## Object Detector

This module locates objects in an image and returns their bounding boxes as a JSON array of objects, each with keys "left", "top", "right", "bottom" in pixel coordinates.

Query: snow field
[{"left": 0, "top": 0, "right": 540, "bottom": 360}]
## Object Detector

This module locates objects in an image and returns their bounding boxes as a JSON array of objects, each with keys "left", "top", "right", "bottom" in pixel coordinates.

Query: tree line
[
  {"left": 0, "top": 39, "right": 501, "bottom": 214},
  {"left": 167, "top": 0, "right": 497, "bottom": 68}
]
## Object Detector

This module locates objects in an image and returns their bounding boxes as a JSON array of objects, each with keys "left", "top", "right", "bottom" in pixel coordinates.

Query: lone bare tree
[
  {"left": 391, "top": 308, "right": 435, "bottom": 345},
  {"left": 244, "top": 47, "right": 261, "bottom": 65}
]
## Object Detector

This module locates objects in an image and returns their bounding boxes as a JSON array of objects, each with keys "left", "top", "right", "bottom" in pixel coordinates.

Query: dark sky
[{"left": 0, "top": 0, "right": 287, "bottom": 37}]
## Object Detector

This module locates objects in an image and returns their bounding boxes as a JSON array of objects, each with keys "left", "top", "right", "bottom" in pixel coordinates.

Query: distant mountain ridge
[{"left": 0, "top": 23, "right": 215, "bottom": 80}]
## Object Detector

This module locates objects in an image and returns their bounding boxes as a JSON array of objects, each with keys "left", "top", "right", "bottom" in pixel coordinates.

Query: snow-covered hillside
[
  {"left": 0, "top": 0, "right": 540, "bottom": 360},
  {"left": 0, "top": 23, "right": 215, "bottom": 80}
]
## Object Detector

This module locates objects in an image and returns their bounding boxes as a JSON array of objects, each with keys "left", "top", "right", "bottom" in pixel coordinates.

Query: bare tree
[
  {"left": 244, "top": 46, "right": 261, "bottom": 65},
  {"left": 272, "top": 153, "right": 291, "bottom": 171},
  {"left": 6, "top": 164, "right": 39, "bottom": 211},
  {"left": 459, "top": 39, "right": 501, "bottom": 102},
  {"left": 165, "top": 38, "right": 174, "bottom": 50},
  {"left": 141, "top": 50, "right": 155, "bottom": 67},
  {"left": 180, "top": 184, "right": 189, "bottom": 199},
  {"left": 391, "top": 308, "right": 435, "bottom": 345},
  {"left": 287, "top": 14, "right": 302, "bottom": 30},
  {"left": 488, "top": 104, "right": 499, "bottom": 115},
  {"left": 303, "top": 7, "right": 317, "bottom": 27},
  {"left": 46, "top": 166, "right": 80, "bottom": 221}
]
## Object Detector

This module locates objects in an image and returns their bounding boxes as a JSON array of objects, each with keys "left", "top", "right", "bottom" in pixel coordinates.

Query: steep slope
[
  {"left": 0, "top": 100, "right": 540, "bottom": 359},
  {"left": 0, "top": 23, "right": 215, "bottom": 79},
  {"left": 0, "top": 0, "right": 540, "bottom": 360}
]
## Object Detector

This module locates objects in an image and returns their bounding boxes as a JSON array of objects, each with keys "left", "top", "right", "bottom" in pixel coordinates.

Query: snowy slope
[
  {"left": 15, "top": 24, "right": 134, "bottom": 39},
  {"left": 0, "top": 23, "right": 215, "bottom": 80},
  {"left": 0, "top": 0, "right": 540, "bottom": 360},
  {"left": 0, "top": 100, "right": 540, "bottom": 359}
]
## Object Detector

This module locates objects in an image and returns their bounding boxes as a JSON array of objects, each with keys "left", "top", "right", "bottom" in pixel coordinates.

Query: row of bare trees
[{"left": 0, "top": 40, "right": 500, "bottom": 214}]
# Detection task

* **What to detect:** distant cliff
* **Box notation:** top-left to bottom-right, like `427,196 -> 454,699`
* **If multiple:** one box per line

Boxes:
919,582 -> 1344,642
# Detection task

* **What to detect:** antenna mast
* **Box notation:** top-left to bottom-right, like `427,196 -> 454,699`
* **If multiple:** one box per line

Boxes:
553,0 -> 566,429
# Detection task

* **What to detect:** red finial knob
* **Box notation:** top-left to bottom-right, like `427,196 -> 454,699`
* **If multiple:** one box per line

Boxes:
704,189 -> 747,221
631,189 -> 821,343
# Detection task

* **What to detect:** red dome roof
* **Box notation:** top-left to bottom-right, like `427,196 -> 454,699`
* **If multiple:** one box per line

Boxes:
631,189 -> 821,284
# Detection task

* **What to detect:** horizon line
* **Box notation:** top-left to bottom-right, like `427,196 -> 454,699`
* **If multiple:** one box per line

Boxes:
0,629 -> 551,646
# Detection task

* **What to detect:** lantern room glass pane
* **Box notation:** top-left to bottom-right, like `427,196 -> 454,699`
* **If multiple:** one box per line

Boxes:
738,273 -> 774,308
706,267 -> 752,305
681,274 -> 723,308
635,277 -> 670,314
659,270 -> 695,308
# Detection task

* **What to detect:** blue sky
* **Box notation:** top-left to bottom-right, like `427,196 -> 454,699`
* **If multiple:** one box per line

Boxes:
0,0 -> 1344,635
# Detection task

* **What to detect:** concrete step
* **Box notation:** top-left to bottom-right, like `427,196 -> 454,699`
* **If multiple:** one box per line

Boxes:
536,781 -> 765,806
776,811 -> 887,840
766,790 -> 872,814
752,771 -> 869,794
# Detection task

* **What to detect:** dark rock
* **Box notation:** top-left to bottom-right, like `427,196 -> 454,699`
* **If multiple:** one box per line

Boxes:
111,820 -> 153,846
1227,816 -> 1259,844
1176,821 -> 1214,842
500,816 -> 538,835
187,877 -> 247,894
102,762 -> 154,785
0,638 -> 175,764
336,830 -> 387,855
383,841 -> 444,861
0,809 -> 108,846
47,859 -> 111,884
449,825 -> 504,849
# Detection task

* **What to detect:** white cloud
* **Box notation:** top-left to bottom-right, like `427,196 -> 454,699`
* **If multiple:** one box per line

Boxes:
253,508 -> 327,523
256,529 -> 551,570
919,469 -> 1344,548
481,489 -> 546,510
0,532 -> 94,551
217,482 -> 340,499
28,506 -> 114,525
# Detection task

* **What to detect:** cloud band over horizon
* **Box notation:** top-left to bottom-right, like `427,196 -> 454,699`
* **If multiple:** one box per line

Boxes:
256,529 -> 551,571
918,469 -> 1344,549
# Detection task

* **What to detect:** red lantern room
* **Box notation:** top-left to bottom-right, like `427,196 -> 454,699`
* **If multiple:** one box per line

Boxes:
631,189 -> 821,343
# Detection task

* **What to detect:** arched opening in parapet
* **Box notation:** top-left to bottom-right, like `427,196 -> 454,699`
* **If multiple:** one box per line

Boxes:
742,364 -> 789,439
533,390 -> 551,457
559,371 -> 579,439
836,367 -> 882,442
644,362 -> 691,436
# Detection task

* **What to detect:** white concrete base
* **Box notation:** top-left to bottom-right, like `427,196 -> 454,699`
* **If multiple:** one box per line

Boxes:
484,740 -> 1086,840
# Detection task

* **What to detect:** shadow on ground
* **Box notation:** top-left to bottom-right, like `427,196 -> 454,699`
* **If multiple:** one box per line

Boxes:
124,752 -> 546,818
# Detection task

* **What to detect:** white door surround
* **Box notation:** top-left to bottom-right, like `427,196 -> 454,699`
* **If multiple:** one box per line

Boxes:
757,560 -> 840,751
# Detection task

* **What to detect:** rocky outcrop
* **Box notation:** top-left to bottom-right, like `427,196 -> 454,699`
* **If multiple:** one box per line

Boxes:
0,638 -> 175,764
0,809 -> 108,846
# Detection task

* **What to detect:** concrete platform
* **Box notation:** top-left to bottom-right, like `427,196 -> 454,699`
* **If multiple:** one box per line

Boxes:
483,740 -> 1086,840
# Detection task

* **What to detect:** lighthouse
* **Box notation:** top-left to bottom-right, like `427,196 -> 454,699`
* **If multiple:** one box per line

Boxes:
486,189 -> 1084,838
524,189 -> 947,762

━━━━

Your instructions:
Filter the data above down to the lines that contain the string "Query", and copy each of those lines unchanged.

Correct response:
Query: snow field
Query: tree line
Query: lone bare tree
Query: dark sky
Query: distant mountain ridge
Query: snow-covered hillside
Query: bare tree
Query: steep slope
Query: snowy slope
Query: row of bare trees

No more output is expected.